_EXCERPT PROVIDED:_
○ ○ ○
Nancy Edmonds Hanson
When the Moorhead Business Association, Rural Minnesota CEP and other agencies launched Moorhead’s semiannual job fair three years ago, they named it for one group of people looking for work – the New American Job Fair.
“We’d noticed a disconnect – lots of people looking for jobs, and companies looking for workers. The job fair was started to bring them together,” says Hillary Theurer, the social worker who’s putting together this year’s spring event. She is on staff with key sponsor CEP (“concentrated employment program”), working out of the Minnesota Workforce Center in the Clay County Family Service Center.
“But then we realized we could open it up and make it far more inclusive,” she explains. Thus the name change to a broader focus.
The Diversity Job Fair, then, is for anyone and everyone looking for work. Next Tuesday, March 26, will bring more than two dozen local employers together with job seekers of every background and nationality. They have just one thing in common: They’re looking for jobs, and they are eager to connect with the bosses who need willing workers.
As of early this week, 27 companies and agencies had already registered to take part in the event, scheduled from 10 a.m. to noon in the atrium at the east end of the Center Mall. They range from Sanford and Essentia hospitals to home care agencies, from American Crystal Sugar and Integrity Windows to Doosan Bobcat and Jennie O, and from the Moorhead school system and police department to temporary help agencies, several banks, the postal service, the U.S. Census Bureau … and more.
The roster may be even longer by next Tuesday. Hillary notes that businesses can register until the day of the event or until the capacity of 40 is reached. About 120 job-seekers have attended the semiannual get-togethers in the past. She’s hoping even more will be there Tuesday morning.
Employers aren’t the only ones who’ll be there to help them. Interpreters of Kurdish, Arabic, Swahili and Somali will be on hand to help those with limited English fill out applications. Other resources will also be there to help sort out potential obstacles such as child care; along with transportation, it’s the biggest roadblock between many willing workers and the employers who need them.
Hillary, a native of Mandan, N.D., joined the program a year ago after completing her degree in social work at Minnesota State University Moorhead. Her caseload includes helping about 40 people, including a number of new Americans, achieve independence through education and employment.
“I found out about this job because I was a client here myself. I was a single parent on cash assistance,” she notes. “Azad Berwari, who’s now my colleague, told me, ‘You know, we have an opening right here that would fit you.’ And here I am.” She adds that history has repeated itself in her first year on staff: “Now one of my own former clients is working here, too.”
In addition to MNCEP and the business association, the job fair’s sponsors include Job Service North Dakota, Moorhead Area Public Schools, the Afro American Development Association and JobsHQ. The MBA handles registration, including collection of the $50 fee charged employers. (Participation is free for job-seekers.) Employers can get more information and register for Tuesday’s event at www.mhdmba.org/event-3286812.
○ ○ ○
_EXTRACTED RECORDS:_
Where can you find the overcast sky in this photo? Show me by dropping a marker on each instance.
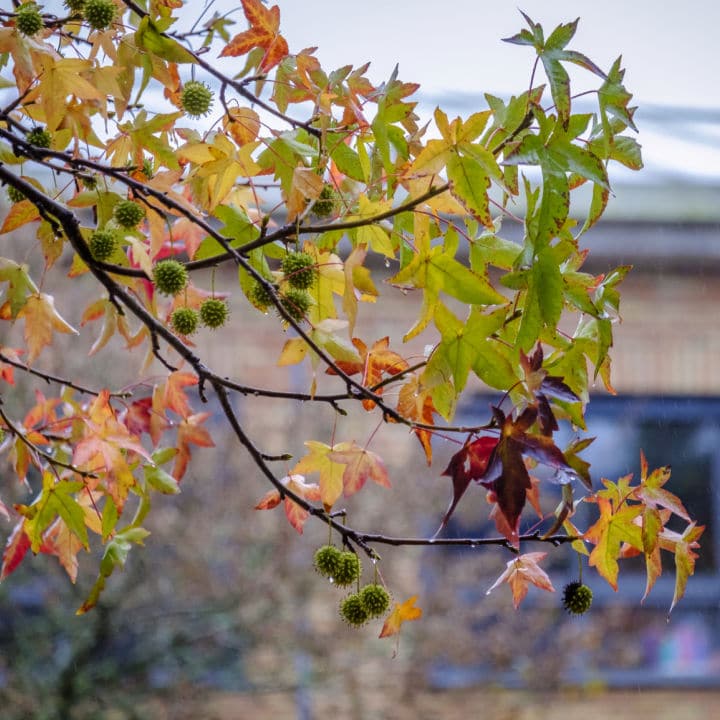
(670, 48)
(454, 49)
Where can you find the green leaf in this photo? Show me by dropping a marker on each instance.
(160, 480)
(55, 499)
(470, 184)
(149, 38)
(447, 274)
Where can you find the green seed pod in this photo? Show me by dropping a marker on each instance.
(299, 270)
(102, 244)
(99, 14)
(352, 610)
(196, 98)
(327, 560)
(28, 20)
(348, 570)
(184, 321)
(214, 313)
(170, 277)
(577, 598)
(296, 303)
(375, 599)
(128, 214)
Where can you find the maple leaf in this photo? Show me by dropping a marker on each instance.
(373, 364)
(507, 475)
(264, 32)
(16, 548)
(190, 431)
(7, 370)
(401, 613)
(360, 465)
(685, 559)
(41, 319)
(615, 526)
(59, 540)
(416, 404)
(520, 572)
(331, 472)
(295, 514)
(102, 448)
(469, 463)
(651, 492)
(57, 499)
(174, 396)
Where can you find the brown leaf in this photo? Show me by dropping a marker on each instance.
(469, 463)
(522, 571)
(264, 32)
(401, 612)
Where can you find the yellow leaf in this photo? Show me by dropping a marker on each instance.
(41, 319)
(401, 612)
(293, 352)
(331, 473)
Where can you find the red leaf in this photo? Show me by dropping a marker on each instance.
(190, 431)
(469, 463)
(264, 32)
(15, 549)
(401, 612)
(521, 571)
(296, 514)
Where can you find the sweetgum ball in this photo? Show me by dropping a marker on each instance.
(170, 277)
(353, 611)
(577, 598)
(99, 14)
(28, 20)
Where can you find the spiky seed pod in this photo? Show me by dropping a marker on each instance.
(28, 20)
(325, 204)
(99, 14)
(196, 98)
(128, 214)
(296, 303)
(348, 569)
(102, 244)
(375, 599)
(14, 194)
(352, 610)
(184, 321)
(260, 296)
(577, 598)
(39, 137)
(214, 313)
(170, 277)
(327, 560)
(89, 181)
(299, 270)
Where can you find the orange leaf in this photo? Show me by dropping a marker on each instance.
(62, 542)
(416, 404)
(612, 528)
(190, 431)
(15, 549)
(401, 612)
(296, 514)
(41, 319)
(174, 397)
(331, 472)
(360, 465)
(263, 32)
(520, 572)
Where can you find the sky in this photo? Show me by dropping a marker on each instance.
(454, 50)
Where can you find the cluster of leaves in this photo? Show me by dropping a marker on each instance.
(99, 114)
○ ○ ○
_WORK ITEM:_
Sum up the article about Moorhead's Diversity Job Fair in two sentences.

_EXERCISE RESULT:_
The Diversity Job Fair began three years ago as the New American Job Fair and was later renamed to include anyone looking for work. On Tuesday, March 26, from 10 a.m. to noon in the Center Mall atrium, it will bring more than two dozen local employers together with job seekers, along with interpreters and help with obstacles such as child care, and it is free for job seekers while employers pay a $50 fee.